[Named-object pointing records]
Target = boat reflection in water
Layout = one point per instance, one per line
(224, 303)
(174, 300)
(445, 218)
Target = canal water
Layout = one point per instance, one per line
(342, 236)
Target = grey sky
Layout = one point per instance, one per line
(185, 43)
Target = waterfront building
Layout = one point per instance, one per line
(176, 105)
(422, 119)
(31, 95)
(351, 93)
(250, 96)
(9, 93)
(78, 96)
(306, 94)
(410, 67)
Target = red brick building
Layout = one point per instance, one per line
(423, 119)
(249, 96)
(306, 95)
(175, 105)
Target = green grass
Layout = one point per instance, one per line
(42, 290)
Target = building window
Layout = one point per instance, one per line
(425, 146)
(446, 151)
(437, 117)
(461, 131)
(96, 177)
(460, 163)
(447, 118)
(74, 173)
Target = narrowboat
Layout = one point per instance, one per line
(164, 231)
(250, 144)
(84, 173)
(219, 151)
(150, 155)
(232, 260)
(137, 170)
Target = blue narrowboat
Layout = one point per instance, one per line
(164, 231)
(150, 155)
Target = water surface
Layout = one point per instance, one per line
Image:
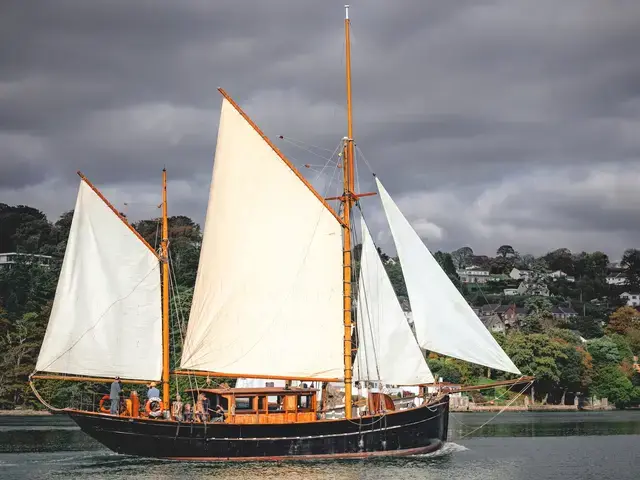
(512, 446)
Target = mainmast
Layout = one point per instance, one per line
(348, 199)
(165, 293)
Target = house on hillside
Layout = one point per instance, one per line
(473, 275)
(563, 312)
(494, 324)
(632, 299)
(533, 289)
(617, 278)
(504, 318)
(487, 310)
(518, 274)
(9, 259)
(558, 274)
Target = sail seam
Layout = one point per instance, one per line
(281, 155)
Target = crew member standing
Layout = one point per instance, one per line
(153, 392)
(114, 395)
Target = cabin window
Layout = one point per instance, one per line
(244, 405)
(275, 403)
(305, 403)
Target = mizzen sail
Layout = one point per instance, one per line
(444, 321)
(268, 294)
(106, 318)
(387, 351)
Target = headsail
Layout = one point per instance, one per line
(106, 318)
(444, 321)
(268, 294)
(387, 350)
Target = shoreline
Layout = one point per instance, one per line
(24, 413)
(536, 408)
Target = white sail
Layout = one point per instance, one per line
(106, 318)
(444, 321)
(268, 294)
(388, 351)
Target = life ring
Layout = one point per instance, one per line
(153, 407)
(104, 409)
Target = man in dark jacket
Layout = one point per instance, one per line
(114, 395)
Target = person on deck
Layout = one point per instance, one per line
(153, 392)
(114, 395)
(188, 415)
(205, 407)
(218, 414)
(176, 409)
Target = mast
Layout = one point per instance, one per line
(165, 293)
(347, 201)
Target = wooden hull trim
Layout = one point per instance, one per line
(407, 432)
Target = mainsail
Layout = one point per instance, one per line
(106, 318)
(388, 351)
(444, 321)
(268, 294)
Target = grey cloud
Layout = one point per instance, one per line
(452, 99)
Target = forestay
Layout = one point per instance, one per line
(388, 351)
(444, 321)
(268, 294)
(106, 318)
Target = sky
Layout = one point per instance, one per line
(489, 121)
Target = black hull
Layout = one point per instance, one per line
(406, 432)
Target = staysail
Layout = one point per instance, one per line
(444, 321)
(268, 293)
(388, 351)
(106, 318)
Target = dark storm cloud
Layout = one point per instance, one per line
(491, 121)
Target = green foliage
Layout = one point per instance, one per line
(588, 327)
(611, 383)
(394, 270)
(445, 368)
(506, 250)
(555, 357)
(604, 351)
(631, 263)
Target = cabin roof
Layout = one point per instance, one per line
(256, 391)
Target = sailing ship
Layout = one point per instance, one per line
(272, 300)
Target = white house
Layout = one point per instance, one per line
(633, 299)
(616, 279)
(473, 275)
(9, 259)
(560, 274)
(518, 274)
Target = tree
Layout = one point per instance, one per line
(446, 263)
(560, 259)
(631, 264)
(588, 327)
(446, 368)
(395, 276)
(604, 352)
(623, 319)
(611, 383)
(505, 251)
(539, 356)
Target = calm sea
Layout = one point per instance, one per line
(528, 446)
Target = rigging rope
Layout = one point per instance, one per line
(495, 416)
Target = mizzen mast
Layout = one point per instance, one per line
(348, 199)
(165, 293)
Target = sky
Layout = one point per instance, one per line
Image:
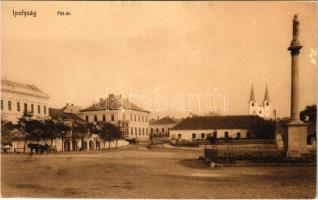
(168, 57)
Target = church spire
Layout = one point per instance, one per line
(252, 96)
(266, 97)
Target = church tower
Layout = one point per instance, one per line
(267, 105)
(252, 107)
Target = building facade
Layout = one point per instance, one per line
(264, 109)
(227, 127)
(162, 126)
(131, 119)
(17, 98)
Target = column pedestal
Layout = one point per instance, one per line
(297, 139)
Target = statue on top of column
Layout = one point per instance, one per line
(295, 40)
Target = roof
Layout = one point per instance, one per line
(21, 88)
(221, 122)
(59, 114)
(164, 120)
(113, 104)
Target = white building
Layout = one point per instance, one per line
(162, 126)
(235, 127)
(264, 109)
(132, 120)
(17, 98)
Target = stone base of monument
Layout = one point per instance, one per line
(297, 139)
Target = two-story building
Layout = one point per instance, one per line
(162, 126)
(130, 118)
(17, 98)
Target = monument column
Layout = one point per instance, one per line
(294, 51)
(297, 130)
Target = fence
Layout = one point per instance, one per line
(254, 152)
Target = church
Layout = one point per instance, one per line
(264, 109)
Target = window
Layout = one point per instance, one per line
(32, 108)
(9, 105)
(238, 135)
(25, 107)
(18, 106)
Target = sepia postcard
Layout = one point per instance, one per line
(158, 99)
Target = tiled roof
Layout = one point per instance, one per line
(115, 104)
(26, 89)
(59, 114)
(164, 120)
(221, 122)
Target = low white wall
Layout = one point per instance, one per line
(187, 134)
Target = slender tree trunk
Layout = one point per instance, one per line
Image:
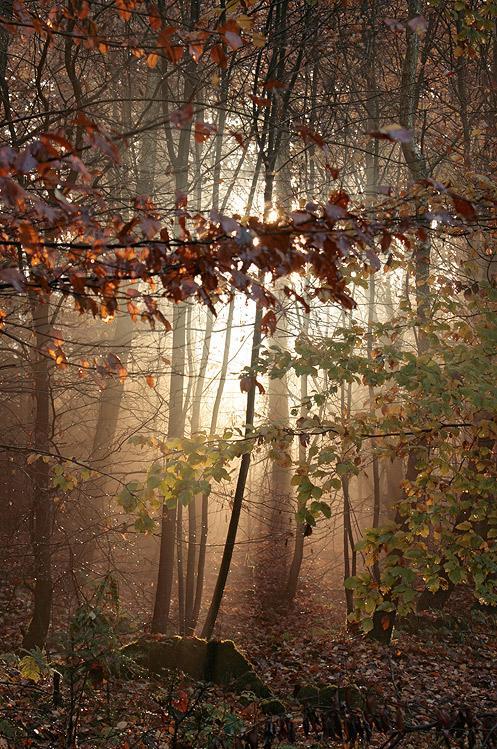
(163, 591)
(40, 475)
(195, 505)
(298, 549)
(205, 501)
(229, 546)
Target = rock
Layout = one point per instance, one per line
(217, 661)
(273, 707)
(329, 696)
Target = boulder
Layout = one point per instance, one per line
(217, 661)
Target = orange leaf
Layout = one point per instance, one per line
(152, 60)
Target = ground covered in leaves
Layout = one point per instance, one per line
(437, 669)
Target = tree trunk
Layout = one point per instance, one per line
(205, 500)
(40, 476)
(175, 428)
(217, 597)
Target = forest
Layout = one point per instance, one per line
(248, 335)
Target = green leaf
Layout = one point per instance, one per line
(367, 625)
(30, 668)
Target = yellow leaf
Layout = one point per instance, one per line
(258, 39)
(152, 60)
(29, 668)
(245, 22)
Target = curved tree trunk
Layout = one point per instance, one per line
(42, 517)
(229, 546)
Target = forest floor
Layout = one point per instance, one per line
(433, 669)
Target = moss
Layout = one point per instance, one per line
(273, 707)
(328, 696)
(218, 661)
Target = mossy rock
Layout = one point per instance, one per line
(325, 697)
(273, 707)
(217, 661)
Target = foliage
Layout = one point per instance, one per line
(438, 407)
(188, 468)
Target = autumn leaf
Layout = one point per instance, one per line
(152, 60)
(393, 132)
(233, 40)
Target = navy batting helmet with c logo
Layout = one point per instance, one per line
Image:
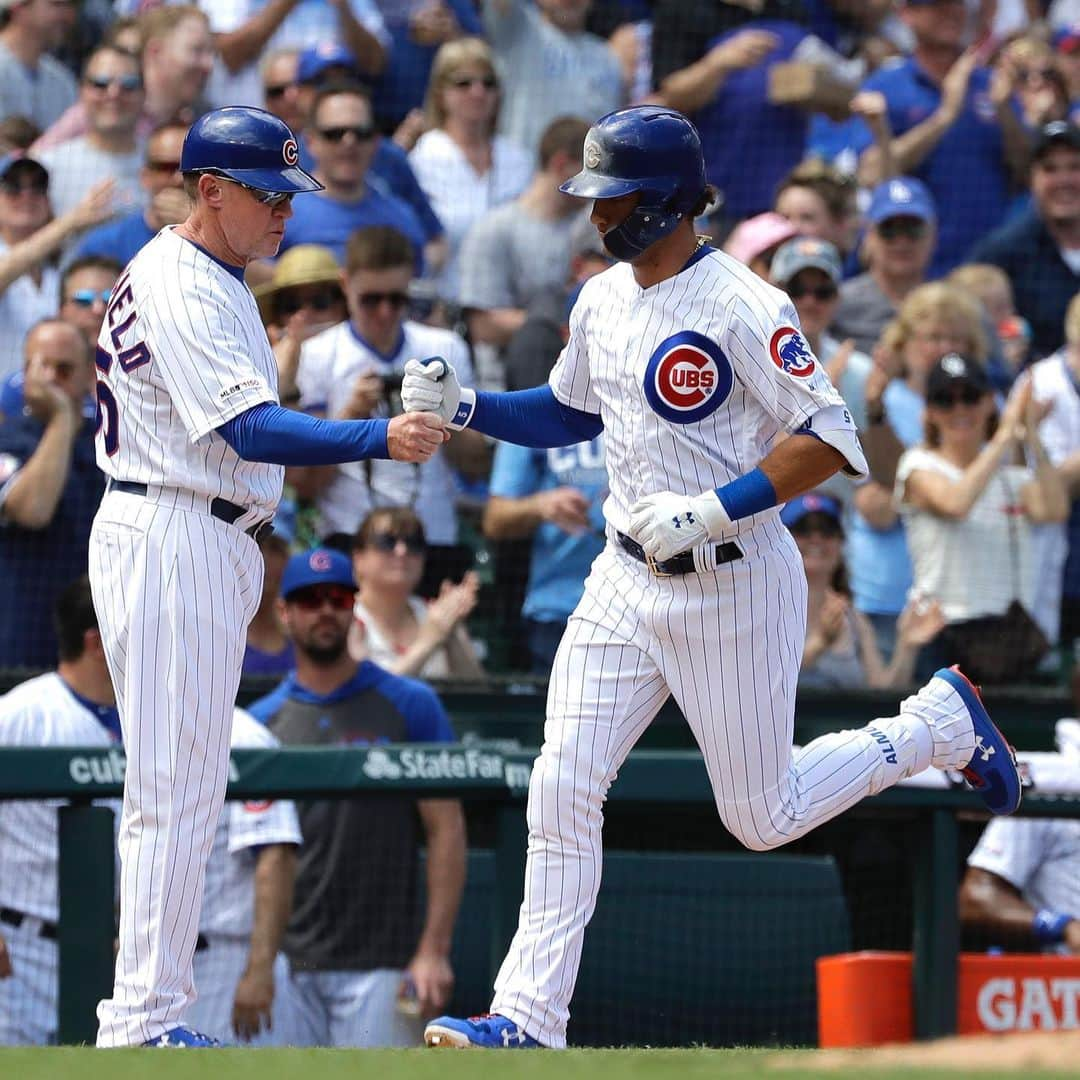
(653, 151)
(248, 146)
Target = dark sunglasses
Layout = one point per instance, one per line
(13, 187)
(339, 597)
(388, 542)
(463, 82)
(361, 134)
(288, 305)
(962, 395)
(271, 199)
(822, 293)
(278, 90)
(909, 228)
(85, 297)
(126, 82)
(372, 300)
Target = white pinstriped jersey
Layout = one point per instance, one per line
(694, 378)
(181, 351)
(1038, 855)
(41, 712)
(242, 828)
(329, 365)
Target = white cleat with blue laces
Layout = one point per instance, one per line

▶ EXERCISE TASK: Repeat each entry exactly. Pictures do not belong in the copy.

▶ RESPONSE TO THE EXERCISE:
Target = boat reflection in water
Layout = one point per instance, one per line
(224, 303)
(174, 300)
(445, 218)
Target = canal water
Layout = one point per instance, one per line
(342, 236)
Target = grey sky
Layout = one point per instance, one per line
(185, 43)
Target = waterfront building
Layout = one point per instance, one per line
(176, 105)
(422, 119)
(31, 95)
(351, 93)
(250, 96)
(9, 93)
(78, 96)
(306, 94)
(410, 67)
Target = red brick building
Layout = one point per instance, one per line
(423, 119)
(249, 96)
(306, 95)
(175, 105)
Target = green grass
Layout = one point per instance, one per line
(42, 290)
Target = building window
Layout = one point per instance, one per line
(425, 146)
(446, 151)
(437, 117)
(461, 131)
(96, 177)
(460, 163)
(447, 118)
(74, 173)
Target = narrowboat
Layout = one point per instance, one per line
(164, 231)
(250, 144)
(84, 173)
(219, 151)
(150, 155)
(232, 260)
(137, 170)
Target = blue narrowboat
Layout = one point per instance, one per line
(164, 231)
(150, 155)
Target = water surface
Layout = one point per instance, one per line
Image:
(512, 446)
Target = mainmast
Layout = one point per instance, one per line
(348, 199)
(165, 293)
Target = house on hillside
Layout = one point per instance, one per line
(473, 275)
(563, 312)
(494, 324)
(632, 299)
(533, 289)
(617, 278)
(504, 318)
(487, 310)
(518, 274)
(9, 259)
(558, 274)
Target = sail seam
Layout = one point per instance, one per line
(281, 155)
Target = crew member standing
Layout = one point per instance, one per line
(153, 392)
(114, 395)
Target = cabin window
Layout = one point per instance, one per line
(244, 405)
(275, 403)
(305, 403)
Target = mizzen sail
Layout = one point per instance, one per line
(444, 321)
(268, 294)
(106, 318)
(387, 351)
Target = headsail
Layout = one point per instance, one per line
(106, 318)
(444, 321)
(268, 294)
(387, 350)
Target = shoreline
Layout = one point per instance, one per line
(24, 413)
(536, 408)
Target = white sail
Layout = one point per instance, one per line
(106, 318)
(444, 321)
(268, 294)
(388, 351)
Target = life ring
Layout = one point per instance, one per line
(153, 407)
(104, 409)
Target = man in dark jacket
Layout = one point per instance, one per line
(114, 395)
Target = person on deck
Layout = one point per instance, one per line
(153, 392)
(114, 395)
(188, 415)
(205, 407)
(218, 414)
(176, 409)
Target = mast
Layout = one point per instance, one per line
(165, 293)
(347, 201)
Target = wooden hull trim
Layout = one point per instance, one per line
(407, 432)
Target = mainsail
Layout = one point per instance, one per line
(106, 318)
(388, 351)
(444, 321)
(268, 294)
Target = grey cloud
Layout = one point per instance, one per line
(452, 99)
Target = forestay
Layout = one point per instance, one per line
(388, 351)
(444, 321)
(268, 294)
(106, 318)
Target = sky
Layout = one point per instance, one per line
(489, 121)
Target = black hull
Layout = one point per instance, one per line
(406, 432)
Target = staysail
Layout = one point per instance, one per line
(444, 321)
(268, 293)
(388, 351)
(106, 318)
Target = dark storm cloud
Layout = one point per instance, one per line
(491, 121)
Target = green foliage
Layout = one point per instance, one per line
(588, 327)
(611, 383)
(394, 270)
(445, 368)
(506, 250)
(555, 357)
(604, 351)
(631, 263)
Target = cabin roof
Layout = one point per instance, one per line
(256, 391)
Target = sailing ship
Layout = one point per instance, one per line
(272, 300)
Target = white house
Layout = one point per instance, one per line
(633, 299)
(616, 279)
(473, 275)
(9, 259)
(560, 274)
(518, 274)
Target = tree
Layout = one point per instance, one per line
(446, 263)
(560, 259)
(631, 264)
(588, 327)
(446, 368)
(395, 276)
(604, 352)
(623, 319)
(611, 383)
(505, 251)
(539, 356)
Target = calm sea
Layout = one point per instance, one per line
(528, 446)
Target = rigging rope
Layout = one point per instance, one per line
(495, 416)
Target = mizzen mast
Layout = one point per instance, one per line
(348, 199)
(165, 293)
Target = sky
Layout = one point per instance, one per line
Image:
(168, 57)
Target = church spire
Layout = one point per instance, one per line
(252, 96)
(266, 97)
Target = church tower
Layout = one point per instance, one per line
(267, 105)
(252, 107)
Target = building facade
Layout = one point per instance, one per line
(264, 109)
(227, 127)
(162, 126)
(131, 119)
(17, 98)
Target = column pedestal
Layout = one point per instance, one per line
(297, 139)
Target = statue on top of column
Layout = one point per instance, one per line
(295, 40)
Target = roof
Layout = one point per instance, one per line
(21, 88)
(221, 122)
(59, 114)
(164, 120)
(113, 104)
Target = white building
Layout = one point per instance, one per line
(162, 126)
(235, 127)
(264, 109)
(132, 120)
(17, 98)
Target = stone base of monument
Layout = one point per instance, one per line
(297, 139)
Target = two-story building
Layout = one point per instance, one per line
(162, 126)
(130, 118)
(17, 98)
Target = monument column
Layout = one point per instance, one per line
(294, 51)
(297, 130)
Target = fence
Layout = one point per instance, one per line
(254, 152)
Target = church
Layout = one point per instance, one per line
(264, 109)
Target = window
Layout = one point per instance, one per line
(32, 108)
(9, 105)
(238, 135)
(25, 107)
(18, 106)
Target = sepia postcard
Layout = one point per instance, one per line
(158, 99)
Target = tiled roof
Layout = one point per instance, one per line
(115, 104)
(26, 89)
(59, 114)
(164, 120)
(221, 122)
Target = low white wall
Layout = one point per instance, one per line
(187, 134)
Target = slender tree trunk
Layout = one point per instance, one per line
Image:
(163, 591)
(40, 475)
(195, 505)
(298, 549)
(205, 501)
(229, 546)
Target = rock
Layout = one point per instance, one per line
(217, 661)
(273, 707)
(329, 696)
Target = boulder
Layout = one point per instance, one per line
(217, 661)
Target = orange leaf
Layout = one point per instance, one per line
(152, 60)
Target = ground covered in leaves
Layout = one point per instance, one per line
(437, 669)
Target = tree trunk
Layout = one point per instance, one per line
(205, 500)
(40, 476)
(175, 428)
(217, 597)
Target = forest
Layout = one point per instance, one per line
(248, 335)
Target = green leaf
Layout = one point per instance, one per line
(367, 625)
(30, 668)
Target = yellow leaf
Layout = one point per instance, one per line
(258, 39)
(152, 60)
(29, 668)
(245, 22)
Target = curved tree trunk
Layout = one point per instance, one per line
(42, 517)
(229, 546)
Target = forest floor
Layout = one point per instance, one per line
(433, 669)
Target = moss
Layout = one point per instance, one per line
(273, 707)
(328, 696)
(218, 661)
Target = mossy rock
Layout = one point per instance, one per line
(325, 697)
(273, 707)
(217, 661)
Target = foliage
Layout = one point per instance, one per line
(438, 407)
(188, 468)
Target = autumn leaf
Layout = one point per instance, one per line
(152, 60)
(393, 132)
(233, 40)
Target = navy batting helmet with c logo
Layout = one point per instance, one per line
Image:
(653, 151)
(248, 146)
Target = dark sunglasses
Layout = one point per instance, one per line
(13, 187)
(339, 597)
(388, 542)
(463, 82)
(361, 134)
(288, 305)
(962, 395)
(271, 199)
(822, 293)
(278, 90)
(909, 228)
(85, 297)
(126, 82)
(372, 300)
Target = white pinstriped jersey
Layout = one point per instance, one per line
(694, 378)
(181, 351)
(1038, 855)
(41, 712)
(242, 828)
(329, 365)
Target = white cleat with blue laces
Layout = one point per instance, one per line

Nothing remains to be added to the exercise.